[Entries for locating named things]

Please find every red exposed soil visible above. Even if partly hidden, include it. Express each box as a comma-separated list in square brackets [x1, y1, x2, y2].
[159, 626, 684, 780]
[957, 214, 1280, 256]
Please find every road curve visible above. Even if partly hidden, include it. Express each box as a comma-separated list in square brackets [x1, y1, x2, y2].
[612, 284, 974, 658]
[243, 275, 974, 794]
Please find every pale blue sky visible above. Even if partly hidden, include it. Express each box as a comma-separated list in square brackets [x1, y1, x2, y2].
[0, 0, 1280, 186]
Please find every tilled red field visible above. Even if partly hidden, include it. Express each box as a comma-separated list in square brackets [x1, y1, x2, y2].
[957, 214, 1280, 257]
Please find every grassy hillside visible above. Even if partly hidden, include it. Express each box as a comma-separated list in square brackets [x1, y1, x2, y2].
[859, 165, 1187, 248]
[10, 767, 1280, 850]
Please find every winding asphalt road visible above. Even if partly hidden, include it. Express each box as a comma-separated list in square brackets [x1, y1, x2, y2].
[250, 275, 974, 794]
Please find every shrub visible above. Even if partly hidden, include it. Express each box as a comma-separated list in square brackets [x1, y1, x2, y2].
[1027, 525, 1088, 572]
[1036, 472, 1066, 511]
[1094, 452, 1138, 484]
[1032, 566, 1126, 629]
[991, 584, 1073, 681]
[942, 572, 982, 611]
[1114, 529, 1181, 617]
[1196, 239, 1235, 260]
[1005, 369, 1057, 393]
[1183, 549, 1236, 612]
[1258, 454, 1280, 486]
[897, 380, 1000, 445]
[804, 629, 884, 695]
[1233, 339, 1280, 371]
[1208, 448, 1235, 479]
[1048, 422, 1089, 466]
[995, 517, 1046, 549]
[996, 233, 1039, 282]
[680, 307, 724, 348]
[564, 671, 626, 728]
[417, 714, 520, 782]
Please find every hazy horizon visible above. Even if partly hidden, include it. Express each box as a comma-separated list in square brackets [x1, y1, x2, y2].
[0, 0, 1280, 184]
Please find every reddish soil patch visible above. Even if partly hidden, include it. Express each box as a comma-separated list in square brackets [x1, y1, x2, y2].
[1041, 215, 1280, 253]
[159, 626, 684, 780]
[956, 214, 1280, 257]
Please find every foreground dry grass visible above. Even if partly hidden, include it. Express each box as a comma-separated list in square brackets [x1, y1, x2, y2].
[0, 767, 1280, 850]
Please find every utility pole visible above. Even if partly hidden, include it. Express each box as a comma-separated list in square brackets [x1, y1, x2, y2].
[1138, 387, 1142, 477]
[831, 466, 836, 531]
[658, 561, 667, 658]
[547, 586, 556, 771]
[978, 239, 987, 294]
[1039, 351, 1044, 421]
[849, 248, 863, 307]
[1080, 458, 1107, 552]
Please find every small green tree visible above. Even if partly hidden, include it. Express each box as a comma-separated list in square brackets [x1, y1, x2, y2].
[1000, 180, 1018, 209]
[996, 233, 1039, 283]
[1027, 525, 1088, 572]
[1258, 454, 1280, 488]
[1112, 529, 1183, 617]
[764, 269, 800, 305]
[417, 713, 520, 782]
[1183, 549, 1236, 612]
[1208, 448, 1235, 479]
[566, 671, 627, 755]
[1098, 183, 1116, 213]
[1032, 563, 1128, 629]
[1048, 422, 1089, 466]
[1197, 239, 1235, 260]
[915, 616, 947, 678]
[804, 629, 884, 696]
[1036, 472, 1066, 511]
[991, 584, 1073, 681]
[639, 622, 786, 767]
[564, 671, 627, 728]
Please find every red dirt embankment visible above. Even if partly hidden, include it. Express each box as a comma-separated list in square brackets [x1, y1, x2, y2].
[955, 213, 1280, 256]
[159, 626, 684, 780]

__Your instructions__
Render all of the material above as a Markdown table with the columns Row and Line, giving each line its own numbered row and leaving out blank lines.

__Task result__
| Row | Line |
|---|---|
| 1 | Please find every red exposed soil visible above. Even if partly hidden, include it. Express each box as a comma-separated list in square brackets [x1, y1, x2, y2]. |
| 2 | [159, 626, 684, 780] |
| 3 | [957, 214, 1280, 256] |
| 4 | Please find every road curve visible above. Even if partly hidden, include it. Express each box as a comma-separated list in square brackets [x1, y1, x2, y2]. |
| 5 | [612, 284, 974, 658] |
| 6 | [243, 275, 974, 794] |
| 7 | Please find every pale blue sky visible above. Even if partly hidden, include it. Express each box as a comma-separated list in square brackets [x1, y1, x2, y2]. |
| 8 | [0, 0, 1280, 186] |
| 9 | Please find every tilled red field visible above. Even if partly hidden, include it. Express each box as a comma-separated list in square brackets [x1, y1, x2, y2]. |
| 10 | [957, 214, 1280, 257] |
| 11 | Please find every grassy hillside visible above. Even if partly hidden, include it. Express each box as a comma-separated list in square brackets [x1, y1, x2, y2]. |
| 12 | [859, 165, 1187, 248] |
| 13 | [10, 767, 1280, 850] |
| 14 | Please find every winding asphalt road visible above. Even if partly hidden, include it. Express each box as a comma-separated list in square brackets [x1, y1, x2, y2]. |
| 15 | [250, 275, 974, 794] |
| 16 | Please find every shrub visible above. Even if partly hidden, include it. Express each box as a comma-separated list in square brackets [x1, y1, x2, y2]. |
| 17 | [1027, 525, 1088, 572] |
| 18 | [1036, 472, 1066, 511] |
| 19 | [1094, 452, 1138, 484] |
| 20 | [1032, 566, 1126, 629] |
| 21 | [991, 584, 1073, 681] |
| 22 | [942, 572, 982, 611] |
| 23 | [1114, 529, 1181, 617] |
| 24 | [1196, 239, 1235, 260] |
| 25 | [1005, 369, 1057, 393] |
| 26 | [1183, 549, 1236, 612] |
| 27 | [1258, 454, 1280, 486] |
| 28 | [897, 380, 1000, 445] |
| 29 | [804, 629, 884, 695] |
| 30 | [1233, 339, 1280, 371] |
| 31 | [1208, 448, 1235, 479] |
| 32 | [1048, 422, 1089, 466] |
| 33 | [995, 517, 1046, 549] |
| 34 | [996, 233, 1039, 282] |
| 35 | [680, 307, 724, 348] |
| 36 | [564, 671, 626, 728] |
| 37 | [417, 714, 520, 782] |
| 38 | Please find every hazy horizon visible above. Even if partly hidden, include it. Express each box as a comma-separated list in square brackets [x1, y1, x2, y2]. |
| 39 | [0, 0, 1280, 184] |
| 40 | Please find every reddish soil patch visible above. Even if partly hidden, include it. Express each box as a comma-separated list in square brackets [x1, y1, x2, y2]. |
| 41 | [1041, 215, 1280, 253] |
| 42 | [159, 626, 684, 780] |
| 43 | [956, 214, 1280, 257] |
| 44 | Please find every foreground dry grass visible above. Even if partly hidden, include it. Express each box as a comma-separated list in square brackets [x1, y1, x2, y2]. |
| 45 | [0, 767, 1280, 850] |
| 46 | Please find every utility pole visible above. Even if partly hidden, include it. Express each box as a comma-separated list in square brackets [x1, y1, x2, y2]. |
| 47 | [1138, 387, 1142, 477] |
| 48 | [831, 466, 836, 531] |
| 49 | [658, 561, 667, 658] |
| 50 | [547, 586, 556, 771] |
| 51 | [978, 239, 987, 294] |
| 52 | [1039, 351, 1044, 421] |
| 53 | [849, 248, 863, 307] |
| 54 | [1080, 458, 1107, 552] |
| 55 | Please find every small green tree visible above. Even if partly hidden, include it. Express each box as a comma-separated list in square brackets [x1, y1, x2, y2]. |
| 56 | [1000, 180, 1018, 209] |
| 57 | [996, 233, 1039, 283] |
| 58 | [1027, 525, 1088, 572] |
| 59 | [1258, 454, 1280, 488] |
| 60 | [1112, 529, 1183, 617] |
| 61 | [764, 269, 800, 305] |
| 62 | [417, 713, 520, 782] |
| 63 | [1183, 549, 1236, 612] |
| 64 | [1208, 448, 1235, 479] |
| 65 | [566, 671, 627, 755] |
| 66 | [1098, 183, 1116, 213] |
| 67 | [1032, 563, 1128, 629] |
| 68 | [1048, 422, 1089, 466] |
| 69 | [1197, 239, 1235, 260] |
| 70 | [915, 616, 947, 678] |
| 71 | [804, 629, 884, 696] |
| 72 | [1036, 472, 1066, 511] |
| 73 | [991, 584, 1073, 681] |
| 74 | [639, 622, 786, 767] |
| 75 | [564, 671, 627, 728] |
| 76 | Please find every red dirt embankment visible above. Even if partly hidden, include it. Express each box as a comma-separated list in square brackets [x1, y1, x2, y2]. |
| 77 | [955, 213, 1280, 256] |
| 78 | [159, 626, 684, 780] |